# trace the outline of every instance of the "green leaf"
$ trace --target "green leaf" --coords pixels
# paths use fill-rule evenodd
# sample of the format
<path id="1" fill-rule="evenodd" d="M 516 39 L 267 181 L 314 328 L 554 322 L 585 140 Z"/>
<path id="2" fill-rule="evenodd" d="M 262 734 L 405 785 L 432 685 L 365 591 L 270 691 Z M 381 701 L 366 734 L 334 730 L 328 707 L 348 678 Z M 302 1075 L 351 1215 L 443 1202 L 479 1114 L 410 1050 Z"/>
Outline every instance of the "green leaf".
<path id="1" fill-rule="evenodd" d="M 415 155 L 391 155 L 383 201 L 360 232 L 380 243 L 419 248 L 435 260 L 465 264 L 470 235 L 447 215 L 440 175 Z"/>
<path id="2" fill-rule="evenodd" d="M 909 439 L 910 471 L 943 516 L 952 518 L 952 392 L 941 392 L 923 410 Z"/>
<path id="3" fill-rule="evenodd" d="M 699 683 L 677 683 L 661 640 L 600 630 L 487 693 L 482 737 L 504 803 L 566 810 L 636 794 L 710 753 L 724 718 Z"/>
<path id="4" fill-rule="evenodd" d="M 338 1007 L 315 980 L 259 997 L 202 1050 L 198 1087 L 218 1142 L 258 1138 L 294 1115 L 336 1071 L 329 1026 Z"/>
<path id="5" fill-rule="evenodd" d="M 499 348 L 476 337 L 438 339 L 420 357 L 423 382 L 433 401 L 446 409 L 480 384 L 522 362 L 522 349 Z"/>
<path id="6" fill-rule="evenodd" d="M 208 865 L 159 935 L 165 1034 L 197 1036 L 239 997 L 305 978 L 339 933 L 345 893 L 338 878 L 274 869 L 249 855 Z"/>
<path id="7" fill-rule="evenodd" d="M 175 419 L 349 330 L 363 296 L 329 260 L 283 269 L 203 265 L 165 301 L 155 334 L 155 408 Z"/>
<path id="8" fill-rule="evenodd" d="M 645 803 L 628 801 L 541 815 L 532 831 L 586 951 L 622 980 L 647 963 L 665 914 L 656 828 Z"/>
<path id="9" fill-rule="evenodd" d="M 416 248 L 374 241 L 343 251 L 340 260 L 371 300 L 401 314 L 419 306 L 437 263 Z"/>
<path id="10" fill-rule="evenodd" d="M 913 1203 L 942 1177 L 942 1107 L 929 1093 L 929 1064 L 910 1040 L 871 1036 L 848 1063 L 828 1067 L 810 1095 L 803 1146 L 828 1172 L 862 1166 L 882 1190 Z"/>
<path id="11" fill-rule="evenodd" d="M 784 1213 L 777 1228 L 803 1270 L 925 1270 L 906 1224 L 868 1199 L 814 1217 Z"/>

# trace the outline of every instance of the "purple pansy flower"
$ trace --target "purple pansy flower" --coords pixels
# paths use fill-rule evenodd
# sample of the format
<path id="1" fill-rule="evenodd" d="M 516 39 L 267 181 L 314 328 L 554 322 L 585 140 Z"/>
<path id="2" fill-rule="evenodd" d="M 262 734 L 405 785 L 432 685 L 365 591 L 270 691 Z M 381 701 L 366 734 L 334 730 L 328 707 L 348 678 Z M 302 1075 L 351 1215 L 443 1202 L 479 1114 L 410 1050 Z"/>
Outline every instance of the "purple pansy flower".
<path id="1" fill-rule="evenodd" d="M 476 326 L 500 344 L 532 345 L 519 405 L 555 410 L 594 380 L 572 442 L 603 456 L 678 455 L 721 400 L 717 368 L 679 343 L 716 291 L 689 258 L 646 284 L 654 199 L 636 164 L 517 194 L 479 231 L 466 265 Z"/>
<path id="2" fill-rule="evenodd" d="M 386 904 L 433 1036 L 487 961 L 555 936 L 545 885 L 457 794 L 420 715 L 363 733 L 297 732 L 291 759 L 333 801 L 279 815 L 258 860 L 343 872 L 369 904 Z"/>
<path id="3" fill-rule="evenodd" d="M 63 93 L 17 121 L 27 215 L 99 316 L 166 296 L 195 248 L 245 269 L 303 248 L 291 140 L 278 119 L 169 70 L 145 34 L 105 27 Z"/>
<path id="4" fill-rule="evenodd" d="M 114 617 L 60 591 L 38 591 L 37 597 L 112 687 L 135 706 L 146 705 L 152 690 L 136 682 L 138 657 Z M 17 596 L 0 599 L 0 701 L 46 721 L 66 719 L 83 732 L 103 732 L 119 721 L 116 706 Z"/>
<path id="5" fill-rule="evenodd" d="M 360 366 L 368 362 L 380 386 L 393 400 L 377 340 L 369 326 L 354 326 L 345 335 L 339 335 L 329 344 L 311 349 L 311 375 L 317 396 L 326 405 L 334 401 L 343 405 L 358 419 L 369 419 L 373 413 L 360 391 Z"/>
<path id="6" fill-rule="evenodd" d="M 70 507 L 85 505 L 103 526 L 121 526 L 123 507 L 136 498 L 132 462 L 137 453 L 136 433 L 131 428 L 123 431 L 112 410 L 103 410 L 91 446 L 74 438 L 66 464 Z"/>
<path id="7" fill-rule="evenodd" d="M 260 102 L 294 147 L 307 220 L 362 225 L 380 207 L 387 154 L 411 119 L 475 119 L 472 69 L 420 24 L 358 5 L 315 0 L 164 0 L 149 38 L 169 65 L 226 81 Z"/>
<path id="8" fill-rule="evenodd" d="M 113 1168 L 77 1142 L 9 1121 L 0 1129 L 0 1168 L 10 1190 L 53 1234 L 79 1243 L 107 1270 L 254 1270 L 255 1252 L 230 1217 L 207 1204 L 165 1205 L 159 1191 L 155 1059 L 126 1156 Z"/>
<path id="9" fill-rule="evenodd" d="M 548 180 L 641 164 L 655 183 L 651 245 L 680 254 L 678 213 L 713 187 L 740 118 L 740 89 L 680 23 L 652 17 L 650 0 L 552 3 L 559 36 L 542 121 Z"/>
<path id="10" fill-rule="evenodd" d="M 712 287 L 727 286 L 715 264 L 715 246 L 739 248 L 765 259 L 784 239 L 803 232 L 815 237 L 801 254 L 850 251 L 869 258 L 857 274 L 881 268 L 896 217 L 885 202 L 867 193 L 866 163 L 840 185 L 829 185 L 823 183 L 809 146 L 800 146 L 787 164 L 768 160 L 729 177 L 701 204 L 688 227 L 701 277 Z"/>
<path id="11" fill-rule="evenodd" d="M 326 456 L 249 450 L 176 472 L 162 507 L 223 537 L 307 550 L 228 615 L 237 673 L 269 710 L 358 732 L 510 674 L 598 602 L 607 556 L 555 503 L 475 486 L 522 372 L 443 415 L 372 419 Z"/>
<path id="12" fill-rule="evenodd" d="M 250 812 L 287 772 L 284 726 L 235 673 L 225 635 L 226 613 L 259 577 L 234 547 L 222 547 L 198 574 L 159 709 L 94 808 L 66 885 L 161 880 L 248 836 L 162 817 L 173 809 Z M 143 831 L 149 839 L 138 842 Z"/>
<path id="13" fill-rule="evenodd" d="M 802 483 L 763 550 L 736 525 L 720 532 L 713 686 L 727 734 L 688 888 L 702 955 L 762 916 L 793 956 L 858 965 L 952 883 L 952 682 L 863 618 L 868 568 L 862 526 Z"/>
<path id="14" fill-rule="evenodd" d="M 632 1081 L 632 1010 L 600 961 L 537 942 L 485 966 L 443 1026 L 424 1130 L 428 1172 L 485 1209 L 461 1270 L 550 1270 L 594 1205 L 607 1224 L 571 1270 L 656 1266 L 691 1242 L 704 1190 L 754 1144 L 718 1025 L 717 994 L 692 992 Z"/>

*-*-*

YOUR TASK
Nothing may be left out: return each entry exactly as it reads.

OUTPUT
# trace the outline of every instance of the "green leaf"
$ trace --target "green leaf" --coords pixels
# paths use fill-rule evenodd
# sample of the format
<path id="1" fill-rule="evenodd" d="M 516 39 L 267 181 L 314 328 L 554 322 L 585 140 Z"/>
<path id="2" fill-rule="evenodd" d="M 262 734 L 405 785 L 432 685 L 365 591 L 270 691 Z M 381 701 L 366 734 L 334 730 L 328 707 L 348 678 Z M 302 1075 L 351 1215 L 443 1202 L 479 1114 L 410 1050 Z"/>
Outline every instance of the "green leaf".
<path id="1" fill-rule="evenodd" d="M 415 155 L 391 155 L 383 201 L 360 232 L 380 243 L 419 248 L 435 260 L 465 264 L 470 235 L 447 215 L 440 175 Z"/>
<path id="2" fill-rule="evenodd" d="M 909 439 L 910 471 L 943 516 L 952 518 L 952 392 L 941 392 L 923 410 Z"/>
<path id="3" fill-rule="evenodd" d="M 699 683 L 677 683 L 661 640 L 600 630 L 487 693 L 482 737 L 504 803 L 566 810 L 636 794 L 710 753 L 724 718 Z"/>
<path id="4" fill-rule="evenodd" d="M 338 1007 L 315 980 L 259 997 L 202 1050 L 198 1087 L 218 1142 L 258 1138 L 294 1115 L 336 1071 L 329 1026 Z"/>
<path id="5" fill-rule="evenodd" d="M 499 348 L 476 337 L 438 339 L 420 357 L 423 382 L 433 401 L 446 409 L 480 384 L 522 362 L 522 349 Z"/>
<path id="6" fill-rule="evenodd" d="M 208 865 L 159 935 L 165 1034 L 197 1036 L 239 997 L 305 978 L 339 933 L 345 893 L 338 878 L 274 869 L 249 855 Z"/>
<path id="7" fill-rule="evenodd" d="M 175 419 L 349 330 L 363 296 L 329 260 L 283 269 L 203 265 L 165 301 L 155 334 L 155 408 Z"/>
<path id="8" fill-rule="evenodd" d="M 645 803 L 628 801 L 541 815 L 532 831 L 586 951 L 622 980 L 647 963 L 665 914 L 656 828 Z"/>
<path id="9" fill-rule="evenodd" d="M 416 248 L 374 241 L 343 251 L 340 260 L 371 300 L 401 314 L 419 306 L 437 263 Z"/>
<path id="10" fill-rule="evenodd" d="M 913 1203 L 942 1177 L 942 1107 L 929 1093 L 929 1064 L 910 1040 L 871 1036 L 848 1063 L 828 1067 L 810 1095 L 803 1146 L 828 1172 L 862 1166 L 882 1190 Z"/>
<path id="11" fill-rule="evenodd" d="M 784 1213 L 777 1228 L 803 1270 L 925 1270 L 906 1224 L 868 1199 L 814 1217 Z"/>

# trace the outline of every instance of the "purple pansy flower"
$ trace --target "purple pansy flower" --coords pixels
# paths use fill-rule evenodd
# sample of the format
<path id="1" fill-rule="evenodd" d="M 516 39 L 267 181 L 314 328 L 554 322 L 585 140 Z"/>
<path id="2" fill-rule="evenodd" d="M 262 734 L 405 785 L 432 685 L 365 591 L 270 691 Z M 381 701 L 366 734 L 334 730 L 328 707 L 348 678 Z M 302 1075 L 351 1215 L 443 1202 L 479 1114 L 410 1050 Z"/>
Outline every instance of the "purple pansy flower".
<path id="1" fill-rule="evenodd" d="M 476 326 L 500 344 L 532 345 L 519 405 L 555 410 L 594 380 L 572 442 L 603 456 L 678 455 L 721 400 L 717 368 L 679 343 L 716 291 L 689 258 L 646 284 L 654 199 L 636 164 L 517 194 L 479 231 L 466 265 Z"/>
<path id="2" fill-rule="evenodd" d="M 386 904 L 433 1036 L 487 961 L 555 936 L 545 885 L 457 794 L 420 715 L 363 733 L 297 732 L 291 759 L 333 801 L 279 815 L 258 860 L 343 872 L 369 904 Z"/>
<path id="3" fill-rule="evenodd" d="M 63 93 L 17 121 L 27 215 L 99 316 L 166 296 L 195 248 L 245 269 L 303 248 L 291 140 L 278 119 L 169 70 L 145 34 L 105 27 Z"/>
<path id="4" fill-rule="evenodd" d="M 114 617 L 60 591 L 38 591 L 37 597 L 112 687 L 135 706 L 146 705 L 152 690 L 136 682 L 138 657 Z M 17 596 L 0 599 L 0 701 L 46 721 L 66 719 L 83 732 L 103 732 L 119 721 L 116 706 Z"/>
<path id="5" fill-rule="evenodd" d="M 360 366 L 368 362 L 380 386 L 393 400 L 377 340 L 369 326 L 354 326 L 345 335 L 339 335 L 329 344 L 311 349 L 311 375 L 317 396 L 326 405 L 334 401 L 343 405 L 358 419 L 369 419 L 373 413 L 360 391 Z"/>
<path id="6" fill-rule="evenodd" d="M 70 507 L 85 505 L 103 526 L 121 526 L 123 507 L 136 498 L 132 462 L 137 453 L 136 433 L 131 428 L 123 431 L 112 410 L 103 410 L 91 446 L 74 438 L 66 464 Z"/>
<path id="7" fill-rule="evenodd" d="M 260 102 L 294 147 L 307 220 L 362 225 L 380 207 L 387 154 L 411 119 L 475 119 L 472 69 L 420 24 L 358 5 L 315 0 L 164 0 L 149 38 L 169 65 L 226 81 Z"/>
<path id="8" fill-rule="evenodd" d="M 113 1168 L 77 1142 L 9 1121 L 0 1129 L 0 1168 L 10 1190 L 53 1234 L 79 1243 L 107 1270 L 254 1270 L 255 1252 L 230 1217 L 207 1204 L 165 1205 L 159 1191 L 155 1059 L 126 1156 Z"/>
<path id="9" fill-rule="evenodd" d="M 548 180 L 641 164 L 655 183 L 651 245 L 680 254 L 678 213 L 713 187 L 740 118 L 740 89 L 680 23 L 652 17 L 650 0 L 552 3 L 559 36 L 542 121 Z"/>
<path id="10" fill-rule="evenodd" d="M 712 287 L 727 286 L 715 264 L 715 246 L 739 248 L 765 259 L 784 239 L 803 232 L 815 237 L 801 254 L 850 251 L 869 258 L 857 274 L 881 268 L 896 217 L 885 202 L 867 193 L 866 163 L 840 185 L 829 185 L 823 183 L 809 146 L 800 146 L 787 164 L 768 160 L 729 177 L 701 204 L 688 227 L 701 277 Z"/>
<path id="11" fill-rule="evenodd" d="M 326 456 L 249 450 L 176 472 L 162 507 L 223 537 L 307 550 L 228 615 L 237 673 L 269 710 L 358 732 L 510 674 L 598 602 L 607 556 L 555 503 L 475 486 L 522 372 L 443 415 L 372 419 Z"/>
<path id="12" fill-rule="evenodd" d="M 250 812 L 287 772 L 284 726 L 235 673 L 225 635 L 226 613 L 259 577 L 234 547 L 222 547 L 198 574 L 159 709 L 94 808 L 66 885 L 161 880 L 248 836 L 162 817 L 173 809 Z M 143 831 L 149 839 L 138 842 Z"/>
<path id="13" fill-rule="evenodd" d="M 802 483 L 763 550 L 736 525 L 720 532 L 713 686 L 727 734 L 688 888 L 702 955 L 762 916 L 793 956 L 858 965 L 952 883 L 952 682 L 863 618 L 868 568 L 862 526 Z"/>
<path id="14" fill-rule="evenodd" d="M 632 1081 L 632 1010 L 600 961 L 537 942 L 485 966 L 443 1026 L 424 1130 L 428 1172 L 485 1209 L 461 1270 L 550 1270 L 594 1205 L 607 1224 L 571 1270 L 656 1266 L 691 1242 L 704 1190 L 754 1144 L 718 1025 L 717 994 L 692 992 Z"/>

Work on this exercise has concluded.